◆ Text ◆
- - - - -
But Fugitive Pieces is also a deeply researched excavation into history, at once intensely cerebral and lyrical, and Michaels writes in lush cadences that were made to be read or recited. Imagine the sentence “To live with ghosts requires solitude” on its way from page to screen, and you’ll see why the novel is almost unfilmable — except, perhaps, by a lyrical impressionist like Theo Angelopoulos.

Canadian filmmaker Jeremy Podeswa has given it the old college try, but in pursuit of tact and sensitivity, he has hollowed out the novel’s urgency — its unflinching confrontation with the horrors of 20th-century history — in favor of a vaguely spiritual morbidity that slides into mere pathos. Fugitive Pieces is filled with vaporous survivors too ethereal for this world. That’s partly the point: Haunted by the ghosts of friends and family that can’t be laid to rest, the living are shadows of their former selves. But Podeswa has them staggering around looking as though they’ve misplaced their Ex-Lax. As Jakob Beer, a writer so traumatized by his history and that of 6 million others that he can barely function, Stephen Dillane (a fine actor, if barely plausible as a Jew) has little to do but mope around in midcentury hair, looking generically pained.

Played as a child by elfin British actor Robbie Kay, Jakob witnesses — after a fashion — the death of his parents and the disappearance of his beloved sister, Bella (Nina Dobrev), a budding pianist. Escaping into the forest, Jakob is rescued by Athos (Rade Serbedzija), a Greek geologist nursing his own losses, who smuggles the boy out of Poland to the Greek island where — two wounded souls clinging together for dear life — they wait out the German occupation before moving to Toronto.
- - - - -
◆ Supplied records ◆
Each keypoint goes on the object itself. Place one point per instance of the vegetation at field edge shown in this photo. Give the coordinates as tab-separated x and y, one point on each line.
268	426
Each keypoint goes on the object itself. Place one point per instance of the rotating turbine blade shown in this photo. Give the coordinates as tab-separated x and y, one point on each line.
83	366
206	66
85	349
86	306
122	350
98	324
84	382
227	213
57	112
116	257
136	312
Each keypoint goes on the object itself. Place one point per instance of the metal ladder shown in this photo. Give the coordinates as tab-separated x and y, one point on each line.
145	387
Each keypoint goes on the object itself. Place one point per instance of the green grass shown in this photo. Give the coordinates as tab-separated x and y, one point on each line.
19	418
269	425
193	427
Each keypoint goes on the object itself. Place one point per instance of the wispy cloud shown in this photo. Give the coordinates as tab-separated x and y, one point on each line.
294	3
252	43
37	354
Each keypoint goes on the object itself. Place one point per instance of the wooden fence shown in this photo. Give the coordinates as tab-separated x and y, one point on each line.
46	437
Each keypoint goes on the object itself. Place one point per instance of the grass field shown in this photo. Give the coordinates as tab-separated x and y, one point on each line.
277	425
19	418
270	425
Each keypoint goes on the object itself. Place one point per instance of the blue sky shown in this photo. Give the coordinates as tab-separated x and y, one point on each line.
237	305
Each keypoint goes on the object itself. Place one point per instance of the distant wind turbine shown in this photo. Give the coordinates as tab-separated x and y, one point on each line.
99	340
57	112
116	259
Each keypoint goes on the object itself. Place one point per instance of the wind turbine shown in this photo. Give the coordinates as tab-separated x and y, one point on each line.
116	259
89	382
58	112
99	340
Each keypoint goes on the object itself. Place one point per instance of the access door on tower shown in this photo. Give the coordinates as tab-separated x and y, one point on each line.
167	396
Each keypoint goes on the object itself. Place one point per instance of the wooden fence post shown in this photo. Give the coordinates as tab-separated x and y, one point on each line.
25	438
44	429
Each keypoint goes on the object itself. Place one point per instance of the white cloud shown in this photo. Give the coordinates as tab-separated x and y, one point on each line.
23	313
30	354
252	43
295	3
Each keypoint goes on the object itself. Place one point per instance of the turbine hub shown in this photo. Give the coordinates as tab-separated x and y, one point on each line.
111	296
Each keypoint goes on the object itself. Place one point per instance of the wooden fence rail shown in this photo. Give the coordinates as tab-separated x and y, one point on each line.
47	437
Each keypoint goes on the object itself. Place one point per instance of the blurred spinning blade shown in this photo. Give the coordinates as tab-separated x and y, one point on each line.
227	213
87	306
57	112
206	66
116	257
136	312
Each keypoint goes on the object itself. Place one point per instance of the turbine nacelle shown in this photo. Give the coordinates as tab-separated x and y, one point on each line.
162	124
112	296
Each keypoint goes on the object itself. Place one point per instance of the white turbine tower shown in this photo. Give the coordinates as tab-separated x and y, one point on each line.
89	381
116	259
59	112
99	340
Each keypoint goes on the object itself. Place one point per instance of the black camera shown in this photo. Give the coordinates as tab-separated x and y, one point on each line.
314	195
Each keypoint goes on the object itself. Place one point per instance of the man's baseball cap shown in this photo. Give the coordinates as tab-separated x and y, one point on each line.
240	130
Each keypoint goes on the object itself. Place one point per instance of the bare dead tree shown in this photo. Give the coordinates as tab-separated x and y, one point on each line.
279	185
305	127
- - - - -
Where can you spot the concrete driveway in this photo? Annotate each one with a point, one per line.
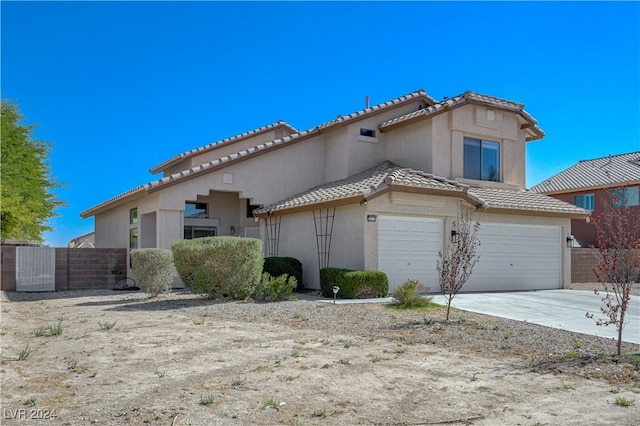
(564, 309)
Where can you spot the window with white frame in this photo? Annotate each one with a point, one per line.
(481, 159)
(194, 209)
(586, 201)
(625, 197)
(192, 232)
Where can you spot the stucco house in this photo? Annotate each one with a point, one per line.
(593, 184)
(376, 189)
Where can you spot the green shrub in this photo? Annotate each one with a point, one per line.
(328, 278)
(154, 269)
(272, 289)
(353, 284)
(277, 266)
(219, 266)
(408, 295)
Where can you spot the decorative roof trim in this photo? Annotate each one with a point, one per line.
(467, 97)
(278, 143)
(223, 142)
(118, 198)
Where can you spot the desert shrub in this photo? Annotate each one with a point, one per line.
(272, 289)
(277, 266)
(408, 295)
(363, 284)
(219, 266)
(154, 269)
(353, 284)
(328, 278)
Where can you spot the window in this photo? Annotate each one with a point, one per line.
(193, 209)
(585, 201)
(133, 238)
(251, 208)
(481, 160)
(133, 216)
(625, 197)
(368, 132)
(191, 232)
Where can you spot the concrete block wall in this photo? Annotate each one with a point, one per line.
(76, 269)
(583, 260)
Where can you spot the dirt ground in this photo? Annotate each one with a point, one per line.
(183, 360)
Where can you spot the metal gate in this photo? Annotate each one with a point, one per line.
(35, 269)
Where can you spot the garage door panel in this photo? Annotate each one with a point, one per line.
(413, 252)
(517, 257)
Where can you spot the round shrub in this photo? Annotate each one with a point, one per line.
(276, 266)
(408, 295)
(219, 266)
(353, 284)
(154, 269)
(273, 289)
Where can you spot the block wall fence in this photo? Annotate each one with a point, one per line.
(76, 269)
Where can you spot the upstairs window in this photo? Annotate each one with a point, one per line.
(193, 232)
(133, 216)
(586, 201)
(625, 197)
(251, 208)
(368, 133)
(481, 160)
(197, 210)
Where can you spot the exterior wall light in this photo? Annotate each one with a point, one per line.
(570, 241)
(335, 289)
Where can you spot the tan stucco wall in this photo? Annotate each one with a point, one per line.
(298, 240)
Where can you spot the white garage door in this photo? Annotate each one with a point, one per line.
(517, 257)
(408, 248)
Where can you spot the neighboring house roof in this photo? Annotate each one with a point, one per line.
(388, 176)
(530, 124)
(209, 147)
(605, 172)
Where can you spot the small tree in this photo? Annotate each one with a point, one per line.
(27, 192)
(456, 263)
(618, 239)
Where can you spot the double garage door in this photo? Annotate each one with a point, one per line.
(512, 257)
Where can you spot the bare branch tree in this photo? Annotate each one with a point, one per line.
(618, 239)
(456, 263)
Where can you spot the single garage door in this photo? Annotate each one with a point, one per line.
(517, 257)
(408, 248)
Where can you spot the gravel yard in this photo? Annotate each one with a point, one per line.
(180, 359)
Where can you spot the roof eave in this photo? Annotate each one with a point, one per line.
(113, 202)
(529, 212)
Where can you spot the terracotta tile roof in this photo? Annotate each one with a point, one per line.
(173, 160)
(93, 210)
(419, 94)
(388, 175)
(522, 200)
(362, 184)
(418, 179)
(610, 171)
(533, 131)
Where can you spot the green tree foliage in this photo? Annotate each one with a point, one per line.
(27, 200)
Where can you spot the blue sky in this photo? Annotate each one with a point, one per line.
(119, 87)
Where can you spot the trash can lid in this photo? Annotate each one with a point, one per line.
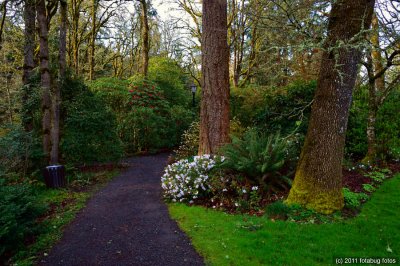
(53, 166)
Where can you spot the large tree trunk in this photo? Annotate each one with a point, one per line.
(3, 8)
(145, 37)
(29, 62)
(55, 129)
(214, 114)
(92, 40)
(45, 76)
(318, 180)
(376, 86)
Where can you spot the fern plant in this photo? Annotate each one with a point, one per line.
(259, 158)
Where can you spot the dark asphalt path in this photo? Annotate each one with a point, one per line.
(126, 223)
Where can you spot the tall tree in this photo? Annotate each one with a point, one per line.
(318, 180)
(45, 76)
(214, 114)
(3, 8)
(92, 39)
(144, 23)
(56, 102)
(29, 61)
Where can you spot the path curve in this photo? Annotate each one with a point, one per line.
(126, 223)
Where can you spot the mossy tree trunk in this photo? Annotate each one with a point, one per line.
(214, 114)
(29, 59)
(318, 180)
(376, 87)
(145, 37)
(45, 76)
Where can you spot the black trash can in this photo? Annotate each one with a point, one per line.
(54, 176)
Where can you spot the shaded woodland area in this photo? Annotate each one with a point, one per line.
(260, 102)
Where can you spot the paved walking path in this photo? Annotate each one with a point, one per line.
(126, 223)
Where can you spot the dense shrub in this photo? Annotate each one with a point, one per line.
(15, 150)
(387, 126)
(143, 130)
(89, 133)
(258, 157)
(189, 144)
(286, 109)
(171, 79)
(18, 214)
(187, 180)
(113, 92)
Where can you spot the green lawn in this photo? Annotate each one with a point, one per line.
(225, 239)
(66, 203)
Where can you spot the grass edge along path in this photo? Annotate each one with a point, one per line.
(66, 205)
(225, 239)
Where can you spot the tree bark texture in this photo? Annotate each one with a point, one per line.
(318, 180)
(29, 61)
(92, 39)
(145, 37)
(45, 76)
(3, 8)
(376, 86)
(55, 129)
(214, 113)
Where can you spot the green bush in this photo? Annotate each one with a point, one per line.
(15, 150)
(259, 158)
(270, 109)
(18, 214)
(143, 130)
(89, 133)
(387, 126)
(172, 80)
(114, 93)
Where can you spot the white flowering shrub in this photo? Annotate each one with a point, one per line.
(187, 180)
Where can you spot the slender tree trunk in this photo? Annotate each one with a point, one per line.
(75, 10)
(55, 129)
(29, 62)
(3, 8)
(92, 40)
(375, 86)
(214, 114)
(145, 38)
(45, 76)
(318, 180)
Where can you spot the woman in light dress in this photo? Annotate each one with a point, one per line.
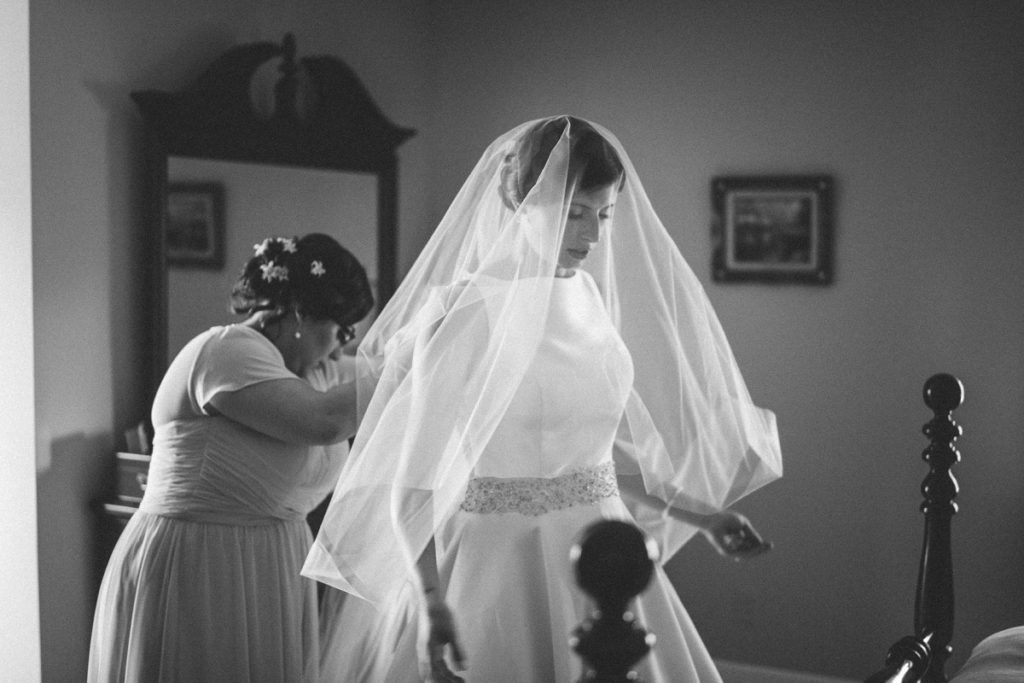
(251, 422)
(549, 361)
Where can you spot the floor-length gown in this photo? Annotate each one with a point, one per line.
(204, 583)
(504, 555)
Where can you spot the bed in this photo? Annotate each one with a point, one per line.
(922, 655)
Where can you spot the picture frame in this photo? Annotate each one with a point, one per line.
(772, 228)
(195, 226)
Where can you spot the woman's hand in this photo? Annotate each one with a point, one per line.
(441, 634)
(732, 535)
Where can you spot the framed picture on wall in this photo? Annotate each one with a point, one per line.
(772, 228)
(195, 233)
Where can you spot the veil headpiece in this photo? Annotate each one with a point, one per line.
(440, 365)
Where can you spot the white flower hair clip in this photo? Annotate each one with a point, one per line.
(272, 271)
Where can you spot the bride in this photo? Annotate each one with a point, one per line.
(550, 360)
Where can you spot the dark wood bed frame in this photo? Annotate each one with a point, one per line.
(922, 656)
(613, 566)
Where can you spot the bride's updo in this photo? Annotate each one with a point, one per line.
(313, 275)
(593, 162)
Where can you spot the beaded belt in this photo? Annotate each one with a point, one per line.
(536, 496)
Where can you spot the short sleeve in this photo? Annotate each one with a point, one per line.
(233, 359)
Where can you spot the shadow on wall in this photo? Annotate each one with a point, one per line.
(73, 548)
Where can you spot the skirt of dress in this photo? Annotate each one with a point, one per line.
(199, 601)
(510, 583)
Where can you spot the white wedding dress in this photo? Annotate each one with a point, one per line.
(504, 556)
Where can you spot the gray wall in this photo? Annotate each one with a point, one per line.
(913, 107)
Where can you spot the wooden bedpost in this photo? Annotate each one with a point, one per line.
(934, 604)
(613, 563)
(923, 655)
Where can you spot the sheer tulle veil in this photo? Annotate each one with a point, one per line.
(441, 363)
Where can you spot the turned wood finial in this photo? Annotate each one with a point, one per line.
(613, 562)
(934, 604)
- - - - -
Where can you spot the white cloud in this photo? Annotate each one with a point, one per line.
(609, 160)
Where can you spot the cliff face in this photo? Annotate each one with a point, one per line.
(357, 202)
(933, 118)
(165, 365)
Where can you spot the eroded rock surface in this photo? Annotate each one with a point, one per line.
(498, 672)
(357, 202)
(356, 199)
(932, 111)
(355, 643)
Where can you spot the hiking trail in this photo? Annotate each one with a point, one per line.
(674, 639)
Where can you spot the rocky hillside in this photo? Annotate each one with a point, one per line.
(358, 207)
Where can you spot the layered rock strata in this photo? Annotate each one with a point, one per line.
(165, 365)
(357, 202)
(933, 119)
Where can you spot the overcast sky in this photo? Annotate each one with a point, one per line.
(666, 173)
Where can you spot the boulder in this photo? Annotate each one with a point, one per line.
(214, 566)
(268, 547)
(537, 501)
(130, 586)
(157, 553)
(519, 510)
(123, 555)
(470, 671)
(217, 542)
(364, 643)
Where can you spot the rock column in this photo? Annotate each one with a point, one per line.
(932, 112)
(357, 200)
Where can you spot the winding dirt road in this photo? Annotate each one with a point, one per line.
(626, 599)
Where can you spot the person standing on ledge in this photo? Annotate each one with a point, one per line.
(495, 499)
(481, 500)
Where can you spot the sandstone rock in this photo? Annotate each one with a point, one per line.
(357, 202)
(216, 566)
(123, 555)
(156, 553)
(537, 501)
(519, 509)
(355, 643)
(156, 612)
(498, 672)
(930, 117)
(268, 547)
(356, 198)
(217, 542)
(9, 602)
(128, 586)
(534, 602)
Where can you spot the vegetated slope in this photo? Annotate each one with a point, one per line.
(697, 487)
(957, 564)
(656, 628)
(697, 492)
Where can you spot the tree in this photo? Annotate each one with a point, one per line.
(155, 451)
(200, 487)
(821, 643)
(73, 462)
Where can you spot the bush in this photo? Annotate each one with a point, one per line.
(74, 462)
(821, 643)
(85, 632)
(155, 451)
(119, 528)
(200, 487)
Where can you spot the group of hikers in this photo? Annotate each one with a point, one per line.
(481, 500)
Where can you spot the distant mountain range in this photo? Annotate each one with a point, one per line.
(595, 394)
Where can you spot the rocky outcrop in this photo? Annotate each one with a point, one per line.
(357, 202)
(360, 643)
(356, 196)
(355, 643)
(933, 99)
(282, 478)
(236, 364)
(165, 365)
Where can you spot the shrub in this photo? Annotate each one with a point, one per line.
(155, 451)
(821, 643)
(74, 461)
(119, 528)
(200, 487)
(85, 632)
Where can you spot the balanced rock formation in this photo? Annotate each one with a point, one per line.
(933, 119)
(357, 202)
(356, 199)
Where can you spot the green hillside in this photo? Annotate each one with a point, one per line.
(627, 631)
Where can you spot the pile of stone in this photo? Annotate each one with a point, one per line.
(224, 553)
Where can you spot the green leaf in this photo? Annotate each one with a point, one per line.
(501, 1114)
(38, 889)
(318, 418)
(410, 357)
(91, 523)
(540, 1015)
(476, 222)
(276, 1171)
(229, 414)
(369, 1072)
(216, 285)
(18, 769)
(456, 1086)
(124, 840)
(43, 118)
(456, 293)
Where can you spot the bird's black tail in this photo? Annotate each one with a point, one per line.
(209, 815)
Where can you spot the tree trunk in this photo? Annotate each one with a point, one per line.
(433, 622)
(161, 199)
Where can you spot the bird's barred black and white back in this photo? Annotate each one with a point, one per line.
- - - - -
◆ What to work on ◆
(a) Answer these from the Fugitive Pieces review:
(i) Which filmmaker directed the adaptation?
(ii) Which actor plays Jakob as a child?
(iii) What is Athos's profession?
(b) Copy the part of the Fugitive Pieces review that opens with the words containing "Played as a" and closes with "moving to Toronto.".
The entries come from a source separate from the text.

◆ Solution set ◆
(a)
(i) Jeremy Podeswa
(ii) Robbie Kay
(iii) Geologist

(b)
Played as a child by elfin British actor Robbie Kay, Jakob witnesses — after a fashion — the death of his parents and the disappearance of his beloved sister, Bella (Nina Dobrev), a budding pianist. Escaping into the forest, Jakob is rescued by Athos (Rade Serbedzija), a Greek geologist nursing his own losses, who smuggles the boy out of Poland to the Greek island where — two wounded souls clinging together for dear life — they wait out the German occupation before moving to Toronto.